### Assigned task
Set every record down again, identical to the original.

Point-per-instance localization data

◆ ◆ ◆ ◆

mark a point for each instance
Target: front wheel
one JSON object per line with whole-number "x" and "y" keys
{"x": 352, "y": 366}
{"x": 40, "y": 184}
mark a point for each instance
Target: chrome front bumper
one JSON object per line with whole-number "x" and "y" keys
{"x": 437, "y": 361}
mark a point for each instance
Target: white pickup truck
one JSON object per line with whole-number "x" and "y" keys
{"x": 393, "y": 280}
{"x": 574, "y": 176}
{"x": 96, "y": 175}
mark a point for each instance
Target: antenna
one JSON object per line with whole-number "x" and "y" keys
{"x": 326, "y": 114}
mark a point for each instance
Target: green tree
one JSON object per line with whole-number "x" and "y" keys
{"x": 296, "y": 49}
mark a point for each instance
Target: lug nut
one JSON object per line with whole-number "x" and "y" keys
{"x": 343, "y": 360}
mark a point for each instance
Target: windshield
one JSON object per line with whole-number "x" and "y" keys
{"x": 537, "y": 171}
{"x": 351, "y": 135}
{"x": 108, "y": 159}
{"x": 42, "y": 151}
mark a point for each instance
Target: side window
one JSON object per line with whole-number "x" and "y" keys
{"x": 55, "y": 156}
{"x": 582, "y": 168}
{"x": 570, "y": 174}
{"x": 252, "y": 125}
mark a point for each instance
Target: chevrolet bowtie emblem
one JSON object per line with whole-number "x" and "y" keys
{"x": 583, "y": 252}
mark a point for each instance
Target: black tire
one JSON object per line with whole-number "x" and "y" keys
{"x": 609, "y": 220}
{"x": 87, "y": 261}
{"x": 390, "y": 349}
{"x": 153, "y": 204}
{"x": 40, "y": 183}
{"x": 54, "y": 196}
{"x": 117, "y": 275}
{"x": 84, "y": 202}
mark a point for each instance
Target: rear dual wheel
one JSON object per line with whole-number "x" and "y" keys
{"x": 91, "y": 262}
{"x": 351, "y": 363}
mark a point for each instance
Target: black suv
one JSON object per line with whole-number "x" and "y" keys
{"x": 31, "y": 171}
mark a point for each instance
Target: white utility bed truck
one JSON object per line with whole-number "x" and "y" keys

◆ ◆ ◆ ◆

### Completed exercise
mark a point for each instance
Target: front wheel
one JSON object per line with whole-number "x" and "y" keys
{"x": 352, "y": 366}
{"x": 40, "y": 184}
mark a point for each instance
Target: chrome front bumper
one JSON object per line with whole-number "x" and "y" keys
{"x": 437, "y": 361}
mark a point for each instance
Target: white pickup truck
one JSON object per line with whole-number "x" and "y" keys
{"x": 393, "y": 280}
{"x": 574, "y": 176}
{"x": 96, "y": 175}
mark a point for each instance
Target: antenna
one JSON object per line with whole-number "x" and "y" keys
{"x": 326, "y": 114}
mark a point for each instance
Target: green tree
one JSON object per line with whole-number "x" and "y" keys
{"x": 296, "y": 49}
mark a point for each instance
Target: lug nut
one JSON object per line with whole-number "x" and "y" keys
{"x": 343, "y": 360}
mark a point for each instance
Target: windshield
one JSON object per line with whole-number "x" and "y" keys
{"x": 537, "y": 171}
{"x": 351, "y": 135}
{"x": 108, "y": 159}
{"x": 42, "y": 151}
mark a point for each instance
Target: side window
one JSON object per line with whole-number "x" and "y" keys
{"x": 55, "y": 156}
{"x": 582, "y": 168}
{"x": 570, "y": 174}
{"x": 252, "y": 125}
mark a point for each instance
Target: chevrolet bowtie emblem
one JSON object per line with whole-number "x" and "y" keys
{"x": 583, "y": 252}
mark a point for each instance
Target: black tire
one JSON object per line with whole-number "x" and "y" keys
{"x": 609, "y": 220}
{"x": 87, "y": 261}
{"x": 390, "y": 349}
{"x": 153, "y": 204}
{"x": 40, "y": 183}
{"x": 54, "y": 196}
{"x": 117, "y": 275}
{"x": 84, "y": 202}
mark a point for each instance
Target: rear dual wheel
one JSON object per line with whole-number "x" and "y" keys
{"x": 91, "y": 262}
{"x": 351, "y": 363}
mark a point for each instance
Target: black suv
one JSON object per line with whole-number "x" and "y" keys
{"x": 31, "y": 171}
mark a point for each instance
Target: white utility bed truck
one JSON object per line with whole-number "x" and "y" keys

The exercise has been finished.